> [THE INPUT]
========
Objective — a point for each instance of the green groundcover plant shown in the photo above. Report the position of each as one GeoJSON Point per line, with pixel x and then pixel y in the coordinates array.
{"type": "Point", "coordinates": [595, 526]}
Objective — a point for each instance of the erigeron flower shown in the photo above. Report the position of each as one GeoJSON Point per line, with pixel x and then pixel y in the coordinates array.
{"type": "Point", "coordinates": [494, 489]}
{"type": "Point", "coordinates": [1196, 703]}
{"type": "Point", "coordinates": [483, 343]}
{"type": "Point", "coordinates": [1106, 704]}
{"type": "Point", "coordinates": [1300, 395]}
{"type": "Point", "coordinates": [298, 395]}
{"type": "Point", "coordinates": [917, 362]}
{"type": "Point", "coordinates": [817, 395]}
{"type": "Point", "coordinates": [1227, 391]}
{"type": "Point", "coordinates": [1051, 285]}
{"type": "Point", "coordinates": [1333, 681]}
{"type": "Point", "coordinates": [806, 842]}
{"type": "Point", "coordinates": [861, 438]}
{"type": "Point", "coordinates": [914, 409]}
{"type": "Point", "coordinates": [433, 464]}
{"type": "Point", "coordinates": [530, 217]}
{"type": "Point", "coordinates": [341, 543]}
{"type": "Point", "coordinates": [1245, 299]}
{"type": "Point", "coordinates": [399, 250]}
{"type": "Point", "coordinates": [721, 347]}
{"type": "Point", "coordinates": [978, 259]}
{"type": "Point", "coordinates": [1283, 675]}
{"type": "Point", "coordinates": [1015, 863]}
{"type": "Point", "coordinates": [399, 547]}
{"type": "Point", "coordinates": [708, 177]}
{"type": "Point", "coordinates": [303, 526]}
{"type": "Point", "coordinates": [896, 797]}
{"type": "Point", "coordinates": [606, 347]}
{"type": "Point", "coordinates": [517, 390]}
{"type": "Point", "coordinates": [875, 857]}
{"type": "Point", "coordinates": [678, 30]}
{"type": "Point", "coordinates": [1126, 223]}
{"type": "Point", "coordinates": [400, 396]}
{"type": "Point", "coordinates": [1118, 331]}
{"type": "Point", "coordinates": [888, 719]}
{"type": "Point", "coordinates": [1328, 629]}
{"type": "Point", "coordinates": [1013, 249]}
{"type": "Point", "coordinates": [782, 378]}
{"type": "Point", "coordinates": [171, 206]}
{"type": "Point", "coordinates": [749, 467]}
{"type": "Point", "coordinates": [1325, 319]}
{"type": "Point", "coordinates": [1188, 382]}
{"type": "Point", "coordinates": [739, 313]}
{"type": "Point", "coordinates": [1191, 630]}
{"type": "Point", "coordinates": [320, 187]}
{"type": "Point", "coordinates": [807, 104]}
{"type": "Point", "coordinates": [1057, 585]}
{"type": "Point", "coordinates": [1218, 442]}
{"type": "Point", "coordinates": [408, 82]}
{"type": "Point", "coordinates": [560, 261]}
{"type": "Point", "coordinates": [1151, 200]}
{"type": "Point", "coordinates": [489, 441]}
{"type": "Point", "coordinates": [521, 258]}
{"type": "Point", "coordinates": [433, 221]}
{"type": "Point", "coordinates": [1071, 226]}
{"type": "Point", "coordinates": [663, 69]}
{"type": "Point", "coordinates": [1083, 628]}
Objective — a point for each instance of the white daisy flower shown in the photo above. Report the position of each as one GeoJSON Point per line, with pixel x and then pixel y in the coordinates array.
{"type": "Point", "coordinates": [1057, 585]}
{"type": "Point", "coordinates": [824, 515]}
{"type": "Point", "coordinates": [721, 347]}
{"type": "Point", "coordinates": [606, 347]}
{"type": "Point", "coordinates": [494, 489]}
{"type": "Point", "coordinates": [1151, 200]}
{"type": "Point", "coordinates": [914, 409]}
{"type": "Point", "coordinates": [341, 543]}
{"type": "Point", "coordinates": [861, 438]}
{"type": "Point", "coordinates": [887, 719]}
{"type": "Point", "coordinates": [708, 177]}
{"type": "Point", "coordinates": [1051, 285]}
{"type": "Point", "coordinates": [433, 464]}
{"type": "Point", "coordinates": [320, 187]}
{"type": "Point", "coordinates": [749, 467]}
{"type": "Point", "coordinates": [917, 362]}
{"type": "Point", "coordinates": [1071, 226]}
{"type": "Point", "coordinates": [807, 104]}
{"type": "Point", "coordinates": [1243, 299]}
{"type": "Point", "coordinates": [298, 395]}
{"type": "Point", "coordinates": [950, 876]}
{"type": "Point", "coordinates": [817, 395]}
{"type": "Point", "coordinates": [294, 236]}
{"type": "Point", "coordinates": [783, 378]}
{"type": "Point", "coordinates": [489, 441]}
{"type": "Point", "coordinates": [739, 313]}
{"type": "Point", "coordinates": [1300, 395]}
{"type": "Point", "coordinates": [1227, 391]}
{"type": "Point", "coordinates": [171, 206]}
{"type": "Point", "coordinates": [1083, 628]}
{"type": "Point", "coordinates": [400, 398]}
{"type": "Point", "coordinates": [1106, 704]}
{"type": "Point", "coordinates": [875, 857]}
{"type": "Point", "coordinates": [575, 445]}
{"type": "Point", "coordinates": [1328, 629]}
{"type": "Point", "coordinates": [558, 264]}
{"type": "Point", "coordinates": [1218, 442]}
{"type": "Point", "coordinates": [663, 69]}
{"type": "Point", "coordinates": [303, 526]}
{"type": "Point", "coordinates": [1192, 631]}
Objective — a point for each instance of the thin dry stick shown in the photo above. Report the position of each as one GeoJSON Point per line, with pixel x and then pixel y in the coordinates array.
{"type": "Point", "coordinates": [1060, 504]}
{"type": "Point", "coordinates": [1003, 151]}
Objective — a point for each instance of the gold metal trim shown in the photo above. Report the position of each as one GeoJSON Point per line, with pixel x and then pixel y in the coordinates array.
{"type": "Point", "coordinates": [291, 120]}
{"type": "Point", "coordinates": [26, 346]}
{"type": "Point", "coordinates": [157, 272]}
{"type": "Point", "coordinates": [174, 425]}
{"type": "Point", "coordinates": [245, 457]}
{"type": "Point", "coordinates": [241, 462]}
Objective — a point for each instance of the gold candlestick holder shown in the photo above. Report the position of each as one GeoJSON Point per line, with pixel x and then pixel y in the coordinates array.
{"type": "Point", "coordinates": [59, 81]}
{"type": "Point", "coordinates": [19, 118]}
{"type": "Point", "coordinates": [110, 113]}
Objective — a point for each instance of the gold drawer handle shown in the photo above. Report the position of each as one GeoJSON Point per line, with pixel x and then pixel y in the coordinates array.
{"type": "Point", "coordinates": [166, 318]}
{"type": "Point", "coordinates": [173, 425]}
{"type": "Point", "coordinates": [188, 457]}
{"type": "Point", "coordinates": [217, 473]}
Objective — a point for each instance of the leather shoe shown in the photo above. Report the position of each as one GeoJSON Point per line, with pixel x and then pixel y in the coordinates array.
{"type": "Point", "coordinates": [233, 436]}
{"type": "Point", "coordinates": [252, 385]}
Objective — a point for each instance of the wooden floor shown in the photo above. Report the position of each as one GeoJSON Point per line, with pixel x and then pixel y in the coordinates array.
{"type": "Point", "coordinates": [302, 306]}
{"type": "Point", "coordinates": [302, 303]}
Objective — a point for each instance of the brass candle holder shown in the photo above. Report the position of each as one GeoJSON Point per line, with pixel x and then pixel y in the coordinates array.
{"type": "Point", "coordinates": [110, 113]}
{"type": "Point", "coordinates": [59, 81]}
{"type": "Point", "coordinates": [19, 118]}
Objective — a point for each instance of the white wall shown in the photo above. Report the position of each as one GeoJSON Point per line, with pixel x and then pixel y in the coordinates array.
========
> [WORK INSTRUCTIONS] Render the rows above as a Markdown table with two columns, n and Line: n numbers each row and Line holds its text. Leave out blank lines.

> [EXERCISE OUTPUT]
| n | Line |
|---|---|
| 1 | Objective — a point for each instance of the green groundcover plant shown in the photo above. Report the position of each as one GeoJSON Point per line, with pixel x and then pixel y in the coordinates array. |
| 2 | {"type": "Point", "coordinates": [595, 526]} |
| 3 | Objective — a point for each instance of the erigeron flower shown in the photo above. Report the position of each as one GeoJSON Point per line, with pixel x and then pixel y in the coordinates array. |
| 4 | {"type": "Point", "coordinates": [494, 489]} |
| 5 | {"type": "Point", "coordinates": [1196, 703]} |
| 6 | {"type": "Point", "coordinates": [483, 343]} |
| 7 | {"type": "Point", "coordinates": [1106, 704]} |
| 8 | {"type": "Point", "coordinates": [1300, 395]} |
| 9 | {"type": "Point", "coordinates": [298, 395]} |
| 10 | {"type": "Point", "coordinates": [917, 362]} |
| 11 | {"type": "Point", "coordinates": [817, 395]} |
| 12 | {"type": "Point", "coordinates": [1227, 391]} |
| 13 | {"type": "Point", "coordinates": [1051, 285]} |
| 14 | {"type": "Point", "coordinates": [1333, 681]} |
| 15 | {"type": "Point", "coordinates": [806, 842]} |
| 16 | {"type": "Point", "coordinates": [861, 438]} |
| 17 | {"type": "Point", "coordinates": [914, 409]} |
| 18 | {"type": "Point", "coordinates": [433, 464]} |
| 19 | {"type": "Point", "coordinates": [530, 217]} |
| 20 | {"type": "Point", "coordinates": [341, 543]} |
| 21 | {"type": "Point", "coordinates": [1245, 299]} |
| 22 | {"type": "Point", "coordinates": [399, 250]} |
| 23 | {"type": "Point", "coordinates": [721, 347]} |
| 24 | {"type": "Point", "coordinates": [978, 259]} |
| 25 | {"type": "Point", "coordinates": [1283, 675]} |
| 26 | {"type": "Point", "coordinates": [1015, 863]} |
| 27 | {"type": "Point", "coordinates": [399, 547]} |
| 28 | {"type": "Point", "coordinates": [708, 177]} |
| 29 | {"type": "Point", "coordinates": [303, 526]} |
| 30 | {"type": "Point", "coordinates": [896, 797]} |
| 31 | {"type": "Point", "coordinates": [606, 347]} |
| 32 | {"type": "Point", "coordinates": [517, 390]} |
| 33 | {"type": "Point", "coordinates": [875, 857]} |
| 34 | {"type": "Point", "coordinates": [678, 30]} |
| 35 | {"type": "Point", "coordinates": [1126, 223]} |
| 36 | {"type": "Point", "coordinates": [400, 396]} |
| 37 | {"type": "Point", "coordinates": [1118, 331]} |
| 38 | {"type": "Point", "coordinates": [888, 719]} |
| 39 | {"type": "Point", "coordinates": [1328, 629]} |
| 40 | {"type": "Point", "coordinates": [1013, 249]} |
| 41 | {"type": "Point", "coordinates": [782, 378]} |
| 42 | {"type": "Point", "coordinates": [171, 206]} |
| 43 | {"type": "Point", "coordinates": [749, 467]} |
| 44 | {"type": "Point", "coordinates": [1325, 319]} |
| 45 | {"type": "Point", "coordinates": [1188, 382]} |
| 46 | {"type": "Point", "coordinates": [739, 313]} |
| 47 | {"type": "Point", "coordinates": [1191, 630]} |
| 48 | {"type": "Point", "coordinates": [320, 187]} |
| 49 | {"type": "Point", "coordinates": [807, 104]} |
| 50 | {"type": "Point", "coordinates": [1057, 585]} |
| 51 | {"type": "Point", "coordinates": [1218, 442]} |
| 52 | {"type": "Point", "coordinates": [408, 82]} |
| 53 | {"type": "Point", "coordinates": [560, 261]} |
| 54 | {"type": "Point", "coordinates": [1151, 200]} |
| 55 | {"type": "Point", "coordinates": [489, 441]} |
| 56 | {"type": "Point", "coordinates": [521, 258]} |
| 57 | {"type": "Point", "coordinates": [433, 221]} |
| 58 | {"type": "Point", "coordinates": [1071, 226]} |
| 59 | {"type": "Point", "coordinates": [663, 69]} |
| 60 | {"type": "Point", "coordinates": [1083, 628]} |
| 61 | Objective — a point for each instance of the white daisy flower shown in the photo above. Report the position of each as one GeoJSON Point per line, with pixel x and then pixel y in the coordinates array. |
| 62 | {"type": "Point", "coordinates": [1057, 585]} |
| 63 | {"type": "Point", "coordinates": [824, 515]} |
| 64 | {"type": "Point", "coordinates": [721, 347]} |
| 65 | {"type": "Point", "coordinates": [606, 347]} |
| 66 | {"type": "Point", "coordinates": [494, 489]} |
| 67 | {"type": "Point", "coordinates": [1151, 200]} |
| 68 | {"type": "Point", "coordinates": [914, 409]} |
| 69 | {"type": "Point", "coordinates": [341, 543]} |
| 70 | {"type": "Point", "coordinates": [861, 438]} |
| 71 | {"type": "Point", "coordinates": [887, 719]} |
| 72 | {"type": "Point", "coordinates": [708, 177]} |
| 73 | {"type": "Point", "coordinates": [1051, 285]} |
| 74 | {"type": "Point", "coordinates": [433, 464]} |
| 75 | {"type": "Point", "coordinates": [320, 187]} |
| 76 | {"type": "Point", "coordinates": [749, 467]} |
| 77 | {"type": "Point", "coordinates": [917, 362]} |
| 78 | {"type": "Point", "coordinates": [1071, 226]} |
| 79 | {"type": "Point", "coordinates": [807, 104]} |
| 80 | {"type": "Point", "coordinates": [1243, 299]} |
| 81 | {"type": "Point", "coordinates": [298, 395]} |
| 82 | {"type": "Point", "coordinates": [950, 876]} |
| 83 | {"type": "Point", "coordinates": [817, 395]} |
| 84 | {"type": "Point", "coordinates": [294, 236]} |
| 85 | {"type": "Point", "coordinates": [783, 378]} |
| 86 | {"type": "Point", "coordinates": [489, 441]} |
| 87 | {"type": "Point", "coordinates": [739, 313]} |
| 88 | {"type": "Point", "coordinates": [1300, 395]} |
| 89 | {"type": "Point", "coordinates": [1227, 391]} |
| 90 | {"type": "Point", "coordinates": [171, 206]} |
| 91 | {"type": "Point", "coordinates": [1083, 628]} |
| 92 | {"type": "Point", "coordinates": [400, 398]} |
| 93 | {"type": "Point", "coordinates": [1106, 704]} |
| 94 | {"type": "Point", "coordinates": [875, 857]} |
| 95 | {"type": "Point", "coordinates": [575, 445]} |
| 96 | {"type": "Point", "coordinates": [1328, 629]} |
| 97 | {"type": "Point", "coordinates": [558, 264]} |
| 98 | {"type": "Point", "coordinates": [1218, 442]} |
| 99 | {"type": "Point", "coordinates": [663, 69]} |
| 100 | {"type": "Point", "coordinates": [303, 526]} |
| 101 | {"type": "Point", "coordinates": [1192, 631]} |
| 102 | Objective — a point for each instance of the thin dry stick shown in the photo above. Report the position of each as one GeoJSON Point per line, with pixel x and then pixel y in the coordinates array. |
| 103 | {"type": "Point", "coordinates": [1060, 504]} |
| 104 | {"type": "Point", "coordinates": [1003, 151]} |
| 105 | Objective — a point for each instance of the gold metal trim shown in the photo above. Report the position of each as one GeoJSON Point per line, with pixel x and then pixel y in the coordinates array. |
| 106 | {"type": "Point", "coordinates": [291, 120]} |
| 107 | {"type": "Point", "coordinates": [26, 346]} |
| 108 | {"type": "Point", "coordinates": [157, 272]} |
| 109 | {"type": "Point", "coordinates": [174, 425]} |
| 110 | {"type": "Point", "coordinates": [245, 457]} |
| 111 | {"type": "Point", "coordinates": [241, 462]} |
| 112 | Objective — a point for each instance of the gold candlestick holder shown in the photo above. Report the position of each as one GeoJSON Point per line, with pixel x and then pixel y in the coordinates array. |
| 113 | {"type": "Point", "coordinates": [59, 81]} |
| 114 | {"type": "Point", "coordinates": [19, 118]} |
| 115 | {"type": "Point", "coordinates": [110, 113]} |
| 116 | Objective — a point for each instance of the gold drawer handle shown in the photo above. Report the position of each as one GeoJSON Point per line, with pixel x and then pixel y in the coordinates array. |
| 117 | {"type": "Point", "coordinates": [166, 318]} |
| 118 | {"type": "Point", "coordinates": [173, 425]} |
| 119 | {"type": "Point", "coordinates": [188, 457]} |
| 120 | {"type": "Point", "coordinates": [217, 473]} |
| 121 | Objective — a point for each instance of the leather shoe shown in the photo above. Report the position of each as one GeoJSON Point per line, with pixel x and then pixel y in the coordinates array. |
| 122 | {"type": "Point", "coordinates": [233, 436]} |
| 123 | {"type": "Point", "coordinates": [252, 385]} |
| 124 | Objective — a point for each instance of the wooden floor shown in the photo above. Report the position of each as one GeoJSON Point per line, with pixel x and then pixel y in the coordinates array. |
| 125 | {"type": "Point", "coordinates": [302, 306]} |
| 126 | {"type": "Point", "coordinates": [302, 303]} |
| 127 | Objective — a point for each instance of the brass candle holder shown in the photo above. Report the position of each as one GeoJSON Point per line, with pixel x and then pixel y in the coordinates array. |
| 128 | {"type": "Point", "coordinates": [110, 113]} |
| 129 | {"type": "Point", "coordinates": [59, 81]} |
| 130 | {"type": "Point", "coordinates": [19, 118]} |
| 131 | Objective — a point for each instance of the white wall shown in the photo above. Report the position of each as one GeoJSON Point per line, with pixel x and then pixel y in the coordinates array. |